Each line below should be retyped exactly, with no pictures.

**INPUT DATA**
· · · · ·

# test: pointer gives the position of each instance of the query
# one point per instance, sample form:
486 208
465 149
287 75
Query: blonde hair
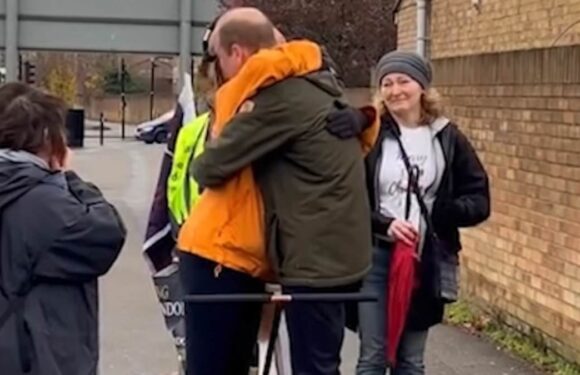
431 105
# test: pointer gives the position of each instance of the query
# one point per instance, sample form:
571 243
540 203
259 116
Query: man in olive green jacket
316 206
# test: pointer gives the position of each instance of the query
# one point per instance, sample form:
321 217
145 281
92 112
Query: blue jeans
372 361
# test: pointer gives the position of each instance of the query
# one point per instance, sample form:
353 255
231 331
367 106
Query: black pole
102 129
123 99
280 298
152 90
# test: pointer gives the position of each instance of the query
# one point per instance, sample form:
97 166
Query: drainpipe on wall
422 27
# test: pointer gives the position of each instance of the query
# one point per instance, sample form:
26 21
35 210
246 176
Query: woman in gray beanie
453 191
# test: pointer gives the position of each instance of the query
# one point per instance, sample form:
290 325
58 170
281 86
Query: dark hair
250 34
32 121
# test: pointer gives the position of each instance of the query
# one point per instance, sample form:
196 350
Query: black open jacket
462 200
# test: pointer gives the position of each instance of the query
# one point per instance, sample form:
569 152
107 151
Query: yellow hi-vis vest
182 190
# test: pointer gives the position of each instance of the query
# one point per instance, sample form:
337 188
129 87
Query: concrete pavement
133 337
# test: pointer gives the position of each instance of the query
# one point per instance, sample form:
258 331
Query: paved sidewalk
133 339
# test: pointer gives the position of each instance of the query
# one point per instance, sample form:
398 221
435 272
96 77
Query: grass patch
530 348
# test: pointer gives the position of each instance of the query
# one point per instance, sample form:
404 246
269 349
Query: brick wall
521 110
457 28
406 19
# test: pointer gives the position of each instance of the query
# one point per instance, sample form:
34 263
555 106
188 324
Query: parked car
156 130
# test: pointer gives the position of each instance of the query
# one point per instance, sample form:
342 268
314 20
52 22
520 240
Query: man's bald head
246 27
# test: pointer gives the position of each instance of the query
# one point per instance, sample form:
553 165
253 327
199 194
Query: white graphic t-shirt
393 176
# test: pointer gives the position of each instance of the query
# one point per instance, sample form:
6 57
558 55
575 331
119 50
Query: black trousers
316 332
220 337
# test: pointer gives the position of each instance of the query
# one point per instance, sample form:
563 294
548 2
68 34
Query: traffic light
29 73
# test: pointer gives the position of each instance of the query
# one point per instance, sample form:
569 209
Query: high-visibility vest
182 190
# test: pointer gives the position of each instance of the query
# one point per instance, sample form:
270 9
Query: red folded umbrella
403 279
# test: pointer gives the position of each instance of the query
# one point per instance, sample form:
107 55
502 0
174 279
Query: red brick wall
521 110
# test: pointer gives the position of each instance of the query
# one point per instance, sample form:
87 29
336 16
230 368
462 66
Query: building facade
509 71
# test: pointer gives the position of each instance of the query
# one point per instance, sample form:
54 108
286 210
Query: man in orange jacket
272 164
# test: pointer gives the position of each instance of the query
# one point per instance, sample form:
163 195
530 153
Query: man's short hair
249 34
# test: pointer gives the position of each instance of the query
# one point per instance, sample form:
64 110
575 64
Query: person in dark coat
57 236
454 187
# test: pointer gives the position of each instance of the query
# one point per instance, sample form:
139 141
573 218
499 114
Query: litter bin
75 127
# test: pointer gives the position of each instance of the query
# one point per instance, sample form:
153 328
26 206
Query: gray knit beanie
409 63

· · · · ·

**SOLUTION TO THE EXERCISE**
# test: pointer gives the position of each instance of the query
# one point per instance, sample form:
486 208
465 149
287 75
Query: blonde hair
431 105
# test: pointer gives the position of each instance of the query
# one point per instance, sample form:
571 243
540 203
259 116
Query: man in olive green jacket
316 206
# test: pointer gives the position of each instance of the query
# one point per instance, sample form:
321 217
145 281
92 112
Query: blue jeans
372 361
# test: pointer gives the position of each instance of the query
# one point per instance, sample form:
353 255
231 331
367 106
Query: black pole
102 129
123 99
280 298
152 90
# test: pointer gives the position of each instance of the query
# one point per instance, sample form:
97 166
Query: drainpipe on wall
422 27
# test: pointer gives the position of each instance of the query
# one point per instance, sample form:
26 21
35 210
246 176
Query: woman in gray beanie
453 191
# test: pointer gives the position of each instance of the query
# one point per instance, sample form:
290 325
58 170
281 86
Query: dark hair
250 34
32 121
# test: pointer gives the position of each instance of the query
# one point per instance, sample form:
196 350
Query: black open jacket
462 200
# test: pointer gives the position of each instance of the query
# one point per instance, sample form:
569 152
107 151
Query: yellow hi-vis vest
182 190
# test: pointer gives the position of each instance of the query
# one point per instance, sample form:
337 188
129 87
Query: concrete pavement
133 337
# test: pointer gives the position of each instance of the query
# one point per instance, sample form:
258 331
Query: paved sidewalk
133 339
# test: pointer gives the position of each instance of the query
# one point per instance, sample form:
398 221
435 272
96 77
Query: grass patch
530 348
# test: pointer gives the position of each instance of the query
# one point per instance, sample form:
404 246
269 349
Query: brick wall
521 110
457 28
406 19
# test: pointer gives the position of each instance of the query
# one point per instance, sample form:
34 263
555 106
188 324
Query: parked car
156 130
# test: pointer gives the position of each instance of the query
# one point per instance, sample form:
342 268
314 20
52 22
520 240
Query: man's bald head
246 27
# test: pointer gives the position of each instance of the query
# one point per instance, sample form:
553 165
253 327
199 194
Query: white graphic t-shirt
393 176
# test: pointer gives the position of each instance of the query
# one point per instance, sample form:
6 57
558 55
575 331
119 50
Query: black trousers
316 332
220 337
# test: pointer gives the position of each instance of the query
# one point per instance, sample form:
563 294
548 2
68 34
Query: traffic light
29 73
# test: pointer gives the position of each instance of the query
# one point per instance, sample form:
569 209
Query: high-visibility vest
182 190
# test: pointer gives the position of each instance of the query
# one point per instance, sample form:
270 9
Query: red folded umbrella
403 279
# test: pointer gives the position of each instance of the query
# one point per instance, sample form:
107 55
502 0
174 279
Query: red brick wall
521 110
# test: pointer gives the position of each instance of the query
# one point per instance, sample form:
87 29
336 16
230 368
462 66
Query: building facade
509 71
# test: pointer gives the position of each instance of the query
# one point per instance, sample form:
54 108
286 210
Query: man in orange jacket
272 164
# test: pointer gives the position of each instance of the query
# one point per instance, sample form:
163 195
530 153
Query: man's short hair
249 34
# test: pointer gives the position of each instance of the query
# one point per instance, sample form:
64 110
575 64
Query: person in dark coat
57 236
454 187
# test: pointer gives the position of each instance of the query
# one point per instance, sample form:
139 141
573 218
499 114
Query: litter bin
75 127
# test: pointer gives the position of each instance of the query
# one point per instance, sample form:
153 328
26 206
Query: gray knit beanie
409 63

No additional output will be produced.